* Activity: Reproduce the listing that follows, unchanged and complete.

* Data provided:
"""

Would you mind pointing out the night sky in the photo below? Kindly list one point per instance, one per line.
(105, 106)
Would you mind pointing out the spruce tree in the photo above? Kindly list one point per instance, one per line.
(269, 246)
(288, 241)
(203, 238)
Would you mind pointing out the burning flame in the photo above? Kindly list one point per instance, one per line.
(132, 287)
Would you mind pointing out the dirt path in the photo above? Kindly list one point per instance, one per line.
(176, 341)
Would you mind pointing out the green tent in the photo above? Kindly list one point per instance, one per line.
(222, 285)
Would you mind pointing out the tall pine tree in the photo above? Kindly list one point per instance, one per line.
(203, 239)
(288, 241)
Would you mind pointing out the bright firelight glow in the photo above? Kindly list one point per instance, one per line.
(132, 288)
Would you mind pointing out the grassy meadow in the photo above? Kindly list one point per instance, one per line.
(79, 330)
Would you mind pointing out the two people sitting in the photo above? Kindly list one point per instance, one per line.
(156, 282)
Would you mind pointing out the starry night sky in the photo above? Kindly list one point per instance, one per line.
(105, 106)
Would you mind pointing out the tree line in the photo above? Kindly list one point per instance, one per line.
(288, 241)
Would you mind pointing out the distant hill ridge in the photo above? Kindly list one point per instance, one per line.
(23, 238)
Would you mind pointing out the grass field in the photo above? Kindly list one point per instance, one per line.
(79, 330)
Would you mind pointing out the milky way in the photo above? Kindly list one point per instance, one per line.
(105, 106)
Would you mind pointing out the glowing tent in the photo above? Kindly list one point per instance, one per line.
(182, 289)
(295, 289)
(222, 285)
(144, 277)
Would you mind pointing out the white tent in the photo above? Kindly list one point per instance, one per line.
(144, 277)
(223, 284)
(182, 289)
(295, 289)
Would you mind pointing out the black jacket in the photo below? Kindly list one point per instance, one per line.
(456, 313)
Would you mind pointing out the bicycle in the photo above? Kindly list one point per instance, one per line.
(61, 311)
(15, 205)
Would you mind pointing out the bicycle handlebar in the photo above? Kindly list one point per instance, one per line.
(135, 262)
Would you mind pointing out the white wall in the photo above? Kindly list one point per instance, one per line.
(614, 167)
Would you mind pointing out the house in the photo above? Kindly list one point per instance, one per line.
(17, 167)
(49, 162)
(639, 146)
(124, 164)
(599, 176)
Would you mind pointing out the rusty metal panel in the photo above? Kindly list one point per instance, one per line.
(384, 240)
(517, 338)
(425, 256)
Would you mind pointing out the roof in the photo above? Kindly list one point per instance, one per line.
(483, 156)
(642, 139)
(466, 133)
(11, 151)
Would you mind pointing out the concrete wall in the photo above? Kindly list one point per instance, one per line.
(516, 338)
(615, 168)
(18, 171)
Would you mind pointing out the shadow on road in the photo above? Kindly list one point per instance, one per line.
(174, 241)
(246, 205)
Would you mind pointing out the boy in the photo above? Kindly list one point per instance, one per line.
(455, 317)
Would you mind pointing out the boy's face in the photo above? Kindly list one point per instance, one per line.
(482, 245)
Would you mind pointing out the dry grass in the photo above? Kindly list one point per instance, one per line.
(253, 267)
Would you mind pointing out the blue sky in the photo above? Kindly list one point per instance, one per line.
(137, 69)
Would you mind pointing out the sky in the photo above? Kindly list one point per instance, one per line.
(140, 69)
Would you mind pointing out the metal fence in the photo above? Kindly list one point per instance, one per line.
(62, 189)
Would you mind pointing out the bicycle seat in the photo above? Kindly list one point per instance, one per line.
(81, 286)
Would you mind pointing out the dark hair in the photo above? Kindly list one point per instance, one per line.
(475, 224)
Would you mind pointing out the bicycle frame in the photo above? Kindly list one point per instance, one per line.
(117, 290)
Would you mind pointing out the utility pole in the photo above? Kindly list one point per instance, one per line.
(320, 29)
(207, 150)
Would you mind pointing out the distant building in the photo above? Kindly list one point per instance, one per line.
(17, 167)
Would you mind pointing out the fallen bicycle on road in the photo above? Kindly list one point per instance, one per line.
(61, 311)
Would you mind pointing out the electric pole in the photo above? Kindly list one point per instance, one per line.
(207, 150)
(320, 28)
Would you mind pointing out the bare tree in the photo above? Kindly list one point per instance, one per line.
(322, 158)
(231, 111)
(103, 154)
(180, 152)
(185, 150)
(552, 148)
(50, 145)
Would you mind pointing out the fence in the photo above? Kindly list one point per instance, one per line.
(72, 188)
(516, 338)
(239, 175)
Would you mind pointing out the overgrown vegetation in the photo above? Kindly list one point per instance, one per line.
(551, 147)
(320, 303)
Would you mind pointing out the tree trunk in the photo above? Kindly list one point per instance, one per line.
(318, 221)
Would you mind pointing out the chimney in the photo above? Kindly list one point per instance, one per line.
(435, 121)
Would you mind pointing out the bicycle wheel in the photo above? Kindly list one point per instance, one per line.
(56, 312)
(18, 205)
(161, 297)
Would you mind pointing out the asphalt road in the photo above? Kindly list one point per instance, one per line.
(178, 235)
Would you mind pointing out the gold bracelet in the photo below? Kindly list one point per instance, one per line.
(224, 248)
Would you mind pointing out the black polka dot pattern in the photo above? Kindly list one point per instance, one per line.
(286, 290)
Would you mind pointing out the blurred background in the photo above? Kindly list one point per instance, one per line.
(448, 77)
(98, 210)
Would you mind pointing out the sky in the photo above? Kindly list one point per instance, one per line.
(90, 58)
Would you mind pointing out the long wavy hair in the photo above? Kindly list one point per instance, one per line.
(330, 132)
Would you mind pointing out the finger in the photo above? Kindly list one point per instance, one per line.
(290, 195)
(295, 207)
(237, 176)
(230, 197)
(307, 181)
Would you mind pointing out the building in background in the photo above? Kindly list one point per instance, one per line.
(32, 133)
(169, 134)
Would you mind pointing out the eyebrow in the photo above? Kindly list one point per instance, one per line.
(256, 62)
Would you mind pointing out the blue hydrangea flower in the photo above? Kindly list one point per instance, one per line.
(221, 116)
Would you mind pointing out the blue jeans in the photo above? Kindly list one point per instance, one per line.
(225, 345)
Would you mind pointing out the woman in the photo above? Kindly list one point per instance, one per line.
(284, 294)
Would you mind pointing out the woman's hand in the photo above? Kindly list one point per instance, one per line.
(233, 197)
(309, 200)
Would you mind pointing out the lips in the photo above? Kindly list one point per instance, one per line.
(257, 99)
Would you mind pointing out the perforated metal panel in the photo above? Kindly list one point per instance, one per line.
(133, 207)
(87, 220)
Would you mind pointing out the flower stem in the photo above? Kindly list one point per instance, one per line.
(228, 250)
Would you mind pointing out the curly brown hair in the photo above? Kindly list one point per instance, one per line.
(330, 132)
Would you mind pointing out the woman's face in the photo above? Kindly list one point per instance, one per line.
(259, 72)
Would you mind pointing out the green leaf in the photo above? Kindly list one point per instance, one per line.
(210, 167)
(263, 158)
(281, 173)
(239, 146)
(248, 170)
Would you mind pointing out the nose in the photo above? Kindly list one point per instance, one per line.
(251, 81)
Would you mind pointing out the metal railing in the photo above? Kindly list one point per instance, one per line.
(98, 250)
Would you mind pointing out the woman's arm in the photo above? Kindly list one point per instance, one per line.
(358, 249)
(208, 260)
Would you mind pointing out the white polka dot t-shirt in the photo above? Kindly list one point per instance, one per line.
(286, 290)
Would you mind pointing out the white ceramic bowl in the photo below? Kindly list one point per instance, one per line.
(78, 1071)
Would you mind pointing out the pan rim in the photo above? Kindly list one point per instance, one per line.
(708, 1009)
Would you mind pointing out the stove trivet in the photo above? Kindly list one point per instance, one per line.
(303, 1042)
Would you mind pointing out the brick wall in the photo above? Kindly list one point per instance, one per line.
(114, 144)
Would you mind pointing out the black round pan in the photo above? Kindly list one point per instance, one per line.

"""

* Response area:
Would you mind pointing out the night sky in the photo below? Kindly list one point per instance, one per line.
(105, 106)
Would you mind pointing out the spruce tree in the photo above? Kindly list one point per instance, one per line.
(269, 246)
(288, 241)
(203, 238)
Would you mind pointing out the burning flame in the photo above? Kindly list one point per instance, one per line.
(132, 287)
Would you mind pointing out the dirt path in the photo above? Kindly list one point per instance, one per line.
(176, 341)
Would you mind pointing out the green tent in the photo above? Kindly list one point per instance, one per line.
(222, 285)
Would you mind pointing out the tall pine tree in the photo above? Kindly list one point per instance, one per line.
(203, 239)
(288, 241)
Would you mind pointing out the bright firelight glow in the photo above? Kindly list one point per instance, one per line.
(132, 288)
Would you mind pointing out the grassy meadow in the photo above? Kindly list one point per instance, one per line.
(79, 330)
Would you mind pointing out the two people sitting in the photo above? Kindly list one point per instance, one per line.
(156, 282)
Would you mind pointing out the starry night sky in the photo above? Kindly list one point per instance, one per line.
(105, 106)
Would you mind pointing out the tree line in the photo above? Kindly list one point per instance, one per line.
(288, 241)
Would you mind pointing out the distant hill ridge in the photo above? Kindly list one point per instance, one per line.
(23, 238)
Would you mind pointing out the grass field in the photo above? Kindly list one point per instance, one per line.
(79, 330)
Would you mind pointing out the milky way in the photo above? Kindly list one point per instance, one per line.
(105, 106)
Would you mind pointing out the glowing tent in the photo above? Kindly list one point per instance, one per line.
(182, 289)
(295, 289)
(222, 285)
(144, 277)
Would you mind pointing out the white tent in the photo above? Kindly list one point per instance, one per line.
(144, 277)
(223, 284)
(182, 289)
(295, 289)
Would you mind pointing out the black jacket in the photo below? Kindly list one point per instance, one per line.
(456, 313)
Would you mind pointing out the bicycle in the photo above? Kindly list one point per instance, one per line.
(61, 311)
(15, 205)
Would you mind pointing out the bicycle handlebar in the photo above? Kindly list one point per instance, one per line.
(135, 262)
Would you mind pointing out the white wall in the photo above? Kindly list one point per instance, one per line.
(614, 167)
Would you mind pointing out the house in the photo above? Kindly list one point per instance, one per line.
(17, 167)
(49, 162)
(639, 146)
(124, 164)
(599, 176)
Would you mind pointing out the rusty metal panel in the photo above? Kindly list one point per instance, one per line.
(384, 240)
(517, 338)
(425, 256)
Would you mind pointing out the roof in the photo above? Kindly list one point per instance, one per line.
(483, 156)
(642, 139)
(466, 133)
(11, 151)
Would you mind pointing out the concrete wall in the photo above? Kindly list one point per instance, one per line.
(516, 338)
(615, 168)
(18, 171)
Would you mind pointing out the shadow on road in the photo above? Kindly list one point per instance, one per line.
(174, 241)
(246, 205)
Would you mind pointing out the boy in the photo above? Kindly list one point per instance, one per line.
(455, 317)
Would you mind pointing out the boy's face in the photo above? Kindly list one point per instance, one per line.
(482, 245)
Would you mind pointing out the dry grass in the photo above? Kindly list one point per instance, one per line.
(253, 267)
Would you mind pointing out the blue sky in the photo above? Kindly list one point per instance, one per line.
(137, 69)
Would you mind pointing out the sky in the photo above? Kindly list one point per instance, one per line.
(140, 69)
Would you mind pointing out the metal fence in the photo above? Kindly list one point per instance, one per line.
(62, 189)
Would you mind pointing out the bicycle seat in the photo above? Kindly list one point per instance, one per line.
(81, 286)
Would you mind pointing out the dark hair in the photo above? Kindly list one point per instance, one per line.
(475, 224)
Would you mind pointing out the bicycle frame in the photo above? Kindly list one point per instance, one per line.
(117, 290)
Would you mind pointing out the utility pole in the photo above? Kindly list one point per instance, one per line.
(320, 29)
(207, 150)
Would you mind pointing out the distant building in the photo above? Kindly list one point per instance, one per line.
(17, 167)
Would you mind pointing out the fallen bicycle on road in the photo above? Kindly list one point per instance, one per line.
(61, 311)
Would you mind pointing out the electric pole in the photo above? Kindly list one point per instance, one per line.
(207, 150)
(320, 28)
Would you mind pointing out the bare tree in the photo above? Kindly list one point per instance, one per line.
(322, 158)
(231, 111)
(103, 154)
(180, 152)
(185, 150)
(552, 148)
(50, 145)
Would you mind pointing out the fence in the photo above? Kindly list one point per instance, one per line.
(72, 188)
(516, 338)
(239, 175)
Would you mind pointing out the overgrown vegetation in the photo above? Kindly list one point per instance, one per line.
(551, 147)
(320, 303)
Would you mind pointing out the tree trunk in the photo above? Kindly list one point per instance, one per line.
(318, 221)
Would you mind pointing out the chimney in the photo above? Kindly list one point per instance, one per line.
(435, 121)
Would you mind pointing out the bicycle wheel in the photo above? Kindly list one point per instance, one per line.
(56, 312)
(18, 205)
(161, 297)
Would you mind pointing out the asphalt road in the photo above? Kindly list one point per instance, one per line.
(178, 235)
Would you mind pointing out the gold bracelet in the photo below? Kindly list one point per instance, one per line.
(224, 248)
Would you mind pointing out the black polka dot pattern in the photo above? Kindly list one point per instance, one per line.
(286, 290)
Would you mind pointing out the blurred background in the photo above? Kindly list one point per instance, one per line.
(448, 77)
(98, 210)
Would you mind pointing out the sky in the photo above? Kindly list one point per instance, one per line.
(90, 58)
Would you mind pointing out the long wavy hair in the photo above? Kindly list one point per instance, one per line.
(330, 132)
Would you mind pointing out the finger in the photo above? Kindly list one point per instance, one per line.
(290, 195)
(295, 207)
(237, 176)
(230, 197)
(307, 181)
Would you mind pointing out the building in background in the photo above? Kindly list one point per instance, one per line.
(32, 133)
(169, 134)
Would you mind pointing out the eyebrow in the photo above? Kindly list one point per instance, one per line.
(256, 62)
Would you mind pointing out the blue hydrangea flower in the photo above? Kindly list one point per instance, one per line.
(221, 116)
Would you mind pointing out the blue jeans in the photo above? Kindly list one point per instance, one per line.
(225, 345)
Would you mind pointing out the woman in the photo above? Kindly list one point per instance, one per line.
(284, 294)
Would you mind pointing out the woman's hand in the photo above? Kindly list one point per instance, one per line.
(233, 197)
(309, 200)
Would you mind pointing out the lips in the photo above? Kindly list one point per instance, one per line.
(257, 99)
Would you mind pointing out the perforated metal panel in the photo above? Kindly list one point per instance, one per line.
(133, 207)
(87, 220)
Would you mind pointing out the flower stem in the photo above? Kindly list one point per instance, one per line.
(228, 250)
Would you mind pointing out the curly brown hair in the photo above? Kindly list one point per instance, one per line.
(330, 132)
Would you mind pointing out the woman's face in the photo above? Kindly list one point per instance, one per line.
(259, 72)
Would you mind pointing out the green leaf in the photo above? Kindly list one point per instance, one per line.
(210, 167)
(263, 158)
(281, 173)
(239, 146)
(248, 170)
Would you mind pointing out the nose in the photo above? Kindly list one point per instance, one per line.
(251, 81)
Would you mind pointing out the metal railing in the photo above? Kindly list one point per instance, one per line.
(98, 250)
Would you mind pointing out the woman's arm in the photo above? Kindly list one point per instance, one per line.
(358, 249)
(208, 260)
Would you mind pointing out the white polka dot t-shirt in the photo above? Kindly list one point per instance, one per line.
(286, 290)
Would you mind pointing out the white ceramic bowl in the photo below? Kindly list one point per instance, one per line.
(78, 1071)
Would you mind pointing out the pan rim in the photo above? Kindly list one point per instance, one per line.
(708, 1009)
Would you mind pointing out the stove trivet in the photo above? Kindly list one point per instance, one per line.
(303, 1042)
Would you mind pointing out the brick wall in the photo above? Kindly list one point per instance, one per line.
(114, 144)
Would you mind pointing out the black round pan in the photo above? Kindly list one point per instance, one per line.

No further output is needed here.